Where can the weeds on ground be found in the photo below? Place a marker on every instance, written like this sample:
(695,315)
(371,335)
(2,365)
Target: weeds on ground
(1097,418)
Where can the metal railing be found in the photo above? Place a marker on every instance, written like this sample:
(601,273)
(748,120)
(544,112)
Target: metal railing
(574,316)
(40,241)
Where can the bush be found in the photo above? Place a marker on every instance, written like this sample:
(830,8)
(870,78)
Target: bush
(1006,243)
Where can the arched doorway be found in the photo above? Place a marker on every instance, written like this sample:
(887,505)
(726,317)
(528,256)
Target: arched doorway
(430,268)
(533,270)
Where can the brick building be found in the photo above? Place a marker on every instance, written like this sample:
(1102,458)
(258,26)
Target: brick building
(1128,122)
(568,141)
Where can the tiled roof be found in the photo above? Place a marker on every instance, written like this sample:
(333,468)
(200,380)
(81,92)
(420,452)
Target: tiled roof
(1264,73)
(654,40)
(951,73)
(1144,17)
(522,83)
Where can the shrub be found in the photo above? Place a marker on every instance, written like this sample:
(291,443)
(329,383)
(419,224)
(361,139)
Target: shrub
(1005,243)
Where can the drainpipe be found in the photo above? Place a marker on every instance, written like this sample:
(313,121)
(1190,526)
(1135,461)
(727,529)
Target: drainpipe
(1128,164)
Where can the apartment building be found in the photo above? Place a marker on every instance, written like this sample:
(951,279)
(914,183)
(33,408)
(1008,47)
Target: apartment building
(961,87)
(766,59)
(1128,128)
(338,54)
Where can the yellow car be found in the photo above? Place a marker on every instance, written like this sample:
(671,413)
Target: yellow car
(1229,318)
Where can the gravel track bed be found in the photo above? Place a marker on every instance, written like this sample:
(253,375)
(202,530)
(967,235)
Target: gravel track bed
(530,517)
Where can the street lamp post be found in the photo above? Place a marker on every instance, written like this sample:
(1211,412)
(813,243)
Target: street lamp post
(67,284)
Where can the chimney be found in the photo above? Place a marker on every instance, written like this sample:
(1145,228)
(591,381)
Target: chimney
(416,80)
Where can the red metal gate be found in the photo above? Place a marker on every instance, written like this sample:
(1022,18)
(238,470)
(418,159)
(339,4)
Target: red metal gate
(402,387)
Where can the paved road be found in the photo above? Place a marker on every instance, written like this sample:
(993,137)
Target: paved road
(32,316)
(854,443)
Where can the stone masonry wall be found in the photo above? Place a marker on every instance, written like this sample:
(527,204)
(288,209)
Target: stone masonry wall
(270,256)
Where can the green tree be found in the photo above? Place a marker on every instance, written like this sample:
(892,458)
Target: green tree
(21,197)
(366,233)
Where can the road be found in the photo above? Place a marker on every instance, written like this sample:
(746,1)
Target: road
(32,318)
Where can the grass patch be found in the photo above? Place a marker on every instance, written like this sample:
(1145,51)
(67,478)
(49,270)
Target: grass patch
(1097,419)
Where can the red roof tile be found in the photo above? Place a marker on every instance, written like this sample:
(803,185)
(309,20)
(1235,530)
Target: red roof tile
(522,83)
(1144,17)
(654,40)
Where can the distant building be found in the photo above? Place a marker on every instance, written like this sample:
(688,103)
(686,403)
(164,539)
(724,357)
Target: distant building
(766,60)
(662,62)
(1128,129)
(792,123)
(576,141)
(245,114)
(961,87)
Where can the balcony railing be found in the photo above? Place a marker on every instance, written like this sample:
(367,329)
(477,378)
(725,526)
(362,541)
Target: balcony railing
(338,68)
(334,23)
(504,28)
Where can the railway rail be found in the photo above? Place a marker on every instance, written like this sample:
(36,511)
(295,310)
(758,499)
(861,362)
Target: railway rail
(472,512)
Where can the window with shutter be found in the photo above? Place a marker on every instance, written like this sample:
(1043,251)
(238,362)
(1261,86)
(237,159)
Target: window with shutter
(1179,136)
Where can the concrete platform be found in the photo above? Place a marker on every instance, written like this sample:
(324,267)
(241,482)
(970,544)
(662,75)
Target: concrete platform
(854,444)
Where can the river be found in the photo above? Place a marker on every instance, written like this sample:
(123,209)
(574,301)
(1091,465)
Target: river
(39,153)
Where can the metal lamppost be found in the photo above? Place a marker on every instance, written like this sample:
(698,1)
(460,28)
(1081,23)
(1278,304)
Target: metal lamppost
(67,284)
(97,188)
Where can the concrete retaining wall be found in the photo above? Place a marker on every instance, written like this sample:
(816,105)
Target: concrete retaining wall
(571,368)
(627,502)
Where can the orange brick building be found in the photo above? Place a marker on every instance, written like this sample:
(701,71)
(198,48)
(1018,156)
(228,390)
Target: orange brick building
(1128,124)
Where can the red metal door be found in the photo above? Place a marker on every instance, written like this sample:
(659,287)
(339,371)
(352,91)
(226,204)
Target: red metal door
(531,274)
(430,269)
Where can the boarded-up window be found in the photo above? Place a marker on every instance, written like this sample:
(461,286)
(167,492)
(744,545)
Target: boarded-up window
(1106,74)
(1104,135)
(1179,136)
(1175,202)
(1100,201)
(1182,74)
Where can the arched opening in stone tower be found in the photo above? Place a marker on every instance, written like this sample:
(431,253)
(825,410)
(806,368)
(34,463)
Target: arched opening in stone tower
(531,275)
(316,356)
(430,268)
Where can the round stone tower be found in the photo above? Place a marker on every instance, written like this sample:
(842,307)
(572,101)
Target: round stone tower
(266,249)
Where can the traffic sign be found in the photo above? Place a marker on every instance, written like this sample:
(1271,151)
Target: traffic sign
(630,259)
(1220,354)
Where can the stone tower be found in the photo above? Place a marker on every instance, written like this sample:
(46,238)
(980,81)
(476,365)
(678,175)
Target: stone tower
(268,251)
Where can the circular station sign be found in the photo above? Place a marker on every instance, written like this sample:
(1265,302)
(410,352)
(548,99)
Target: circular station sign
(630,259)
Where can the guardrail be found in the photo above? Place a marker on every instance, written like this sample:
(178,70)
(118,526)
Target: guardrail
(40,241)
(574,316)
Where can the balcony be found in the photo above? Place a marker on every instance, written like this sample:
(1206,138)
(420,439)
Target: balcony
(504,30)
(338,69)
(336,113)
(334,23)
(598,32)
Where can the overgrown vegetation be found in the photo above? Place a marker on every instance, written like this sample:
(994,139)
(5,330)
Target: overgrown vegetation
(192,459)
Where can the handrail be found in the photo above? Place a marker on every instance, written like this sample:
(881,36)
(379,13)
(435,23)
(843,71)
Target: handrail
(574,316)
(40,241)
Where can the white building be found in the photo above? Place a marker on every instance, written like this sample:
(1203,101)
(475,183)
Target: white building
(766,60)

○ ○ ○ ○ ○

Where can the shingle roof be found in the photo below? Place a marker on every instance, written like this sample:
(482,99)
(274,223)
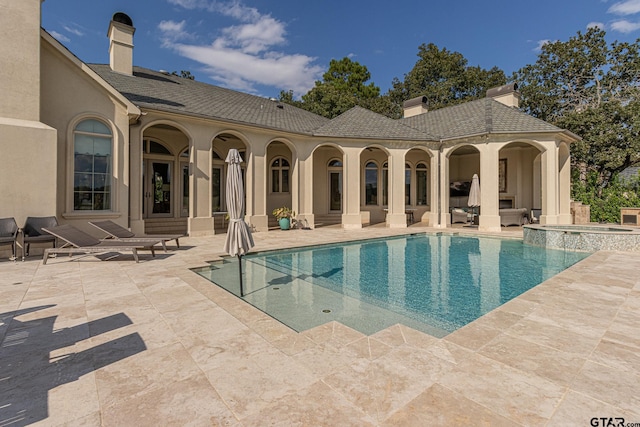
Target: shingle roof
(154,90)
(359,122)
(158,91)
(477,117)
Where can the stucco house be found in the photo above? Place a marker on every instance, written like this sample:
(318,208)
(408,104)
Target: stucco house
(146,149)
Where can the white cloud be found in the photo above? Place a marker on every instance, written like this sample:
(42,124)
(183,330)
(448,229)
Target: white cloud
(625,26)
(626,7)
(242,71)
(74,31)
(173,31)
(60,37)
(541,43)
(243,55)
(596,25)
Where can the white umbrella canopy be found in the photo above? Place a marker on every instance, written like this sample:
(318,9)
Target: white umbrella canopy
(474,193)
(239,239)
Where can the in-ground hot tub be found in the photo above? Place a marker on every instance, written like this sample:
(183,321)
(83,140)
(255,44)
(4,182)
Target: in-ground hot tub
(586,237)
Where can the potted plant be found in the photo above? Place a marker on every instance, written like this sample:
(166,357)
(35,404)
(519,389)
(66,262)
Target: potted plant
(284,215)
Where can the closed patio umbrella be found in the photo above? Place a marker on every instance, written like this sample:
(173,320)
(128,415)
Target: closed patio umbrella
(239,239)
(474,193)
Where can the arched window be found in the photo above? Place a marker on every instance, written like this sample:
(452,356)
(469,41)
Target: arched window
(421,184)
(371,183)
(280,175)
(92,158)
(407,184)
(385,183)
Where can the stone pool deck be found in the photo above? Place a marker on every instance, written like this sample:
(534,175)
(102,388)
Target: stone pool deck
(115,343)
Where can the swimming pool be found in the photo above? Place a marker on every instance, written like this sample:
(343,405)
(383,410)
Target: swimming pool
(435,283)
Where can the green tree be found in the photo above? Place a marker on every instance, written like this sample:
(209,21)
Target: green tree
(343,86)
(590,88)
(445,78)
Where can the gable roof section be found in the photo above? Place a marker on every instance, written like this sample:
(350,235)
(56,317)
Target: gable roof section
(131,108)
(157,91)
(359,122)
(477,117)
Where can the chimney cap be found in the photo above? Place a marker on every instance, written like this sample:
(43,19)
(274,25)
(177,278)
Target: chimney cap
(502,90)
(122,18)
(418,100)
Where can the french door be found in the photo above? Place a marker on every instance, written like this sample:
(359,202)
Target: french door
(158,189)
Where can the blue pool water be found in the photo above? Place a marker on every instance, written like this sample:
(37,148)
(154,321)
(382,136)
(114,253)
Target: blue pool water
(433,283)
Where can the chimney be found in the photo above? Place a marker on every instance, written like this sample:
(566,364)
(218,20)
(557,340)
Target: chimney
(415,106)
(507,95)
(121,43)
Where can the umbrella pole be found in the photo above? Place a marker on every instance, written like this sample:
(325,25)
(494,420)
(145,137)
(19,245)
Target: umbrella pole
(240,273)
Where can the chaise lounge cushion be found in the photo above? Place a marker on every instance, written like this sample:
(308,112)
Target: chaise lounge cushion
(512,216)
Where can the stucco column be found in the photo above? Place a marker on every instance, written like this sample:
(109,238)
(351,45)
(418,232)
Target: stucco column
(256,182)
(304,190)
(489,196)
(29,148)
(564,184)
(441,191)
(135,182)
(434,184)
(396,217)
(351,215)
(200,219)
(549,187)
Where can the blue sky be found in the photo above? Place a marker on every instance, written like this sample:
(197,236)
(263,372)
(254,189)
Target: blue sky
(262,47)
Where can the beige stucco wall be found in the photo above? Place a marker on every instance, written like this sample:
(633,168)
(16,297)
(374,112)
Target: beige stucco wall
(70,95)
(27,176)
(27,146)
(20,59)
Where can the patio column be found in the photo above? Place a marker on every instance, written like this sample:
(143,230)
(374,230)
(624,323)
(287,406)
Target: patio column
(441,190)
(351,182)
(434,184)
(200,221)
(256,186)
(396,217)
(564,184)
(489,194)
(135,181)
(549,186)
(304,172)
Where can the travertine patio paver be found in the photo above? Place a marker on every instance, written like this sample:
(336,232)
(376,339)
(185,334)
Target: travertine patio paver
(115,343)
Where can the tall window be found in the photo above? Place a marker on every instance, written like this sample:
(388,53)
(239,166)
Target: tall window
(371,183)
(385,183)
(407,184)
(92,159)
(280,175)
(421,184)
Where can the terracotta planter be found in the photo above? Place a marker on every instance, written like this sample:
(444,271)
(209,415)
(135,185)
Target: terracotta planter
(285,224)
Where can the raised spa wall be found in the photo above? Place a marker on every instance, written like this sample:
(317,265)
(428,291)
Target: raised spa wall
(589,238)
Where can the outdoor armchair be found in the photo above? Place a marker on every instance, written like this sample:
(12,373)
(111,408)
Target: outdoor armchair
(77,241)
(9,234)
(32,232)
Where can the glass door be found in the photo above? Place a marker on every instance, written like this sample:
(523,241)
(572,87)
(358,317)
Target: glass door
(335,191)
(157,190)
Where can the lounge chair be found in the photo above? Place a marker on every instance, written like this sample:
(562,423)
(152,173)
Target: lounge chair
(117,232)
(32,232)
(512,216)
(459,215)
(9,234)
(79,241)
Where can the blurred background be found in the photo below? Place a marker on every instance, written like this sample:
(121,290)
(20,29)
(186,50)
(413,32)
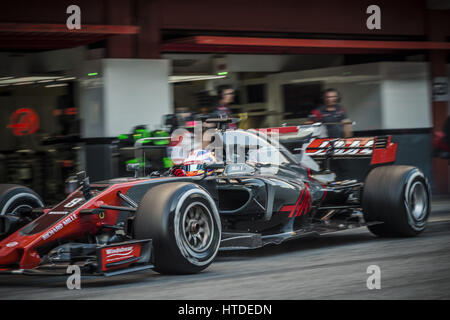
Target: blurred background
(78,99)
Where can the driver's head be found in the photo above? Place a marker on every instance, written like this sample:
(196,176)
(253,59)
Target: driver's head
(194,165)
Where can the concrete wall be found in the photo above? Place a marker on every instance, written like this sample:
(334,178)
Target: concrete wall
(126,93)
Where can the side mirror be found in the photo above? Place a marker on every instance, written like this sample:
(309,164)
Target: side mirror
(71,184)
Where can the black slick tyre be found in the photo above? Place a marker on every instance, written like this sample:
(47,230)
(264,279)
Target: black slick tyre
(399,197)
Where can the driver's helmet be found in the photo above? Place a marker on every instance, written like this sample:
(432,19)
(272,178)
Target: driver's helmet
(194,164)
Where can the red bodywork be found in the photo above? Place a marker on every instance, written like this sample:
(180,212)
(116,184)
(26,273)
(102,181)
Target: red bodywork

○ ○ ○ ○ ○

Whenever a line includes the word "below", pull it out of the entries.

Where can the weeds on ground be found in the photo below? Place a marker on every instance, written like this sample:
Where can the shingle roof be found in the photo below? Place a marker on every instance, written like this sample:
Where can the blurred background be found in the photo below? Place a marker on every instance, written like this sample:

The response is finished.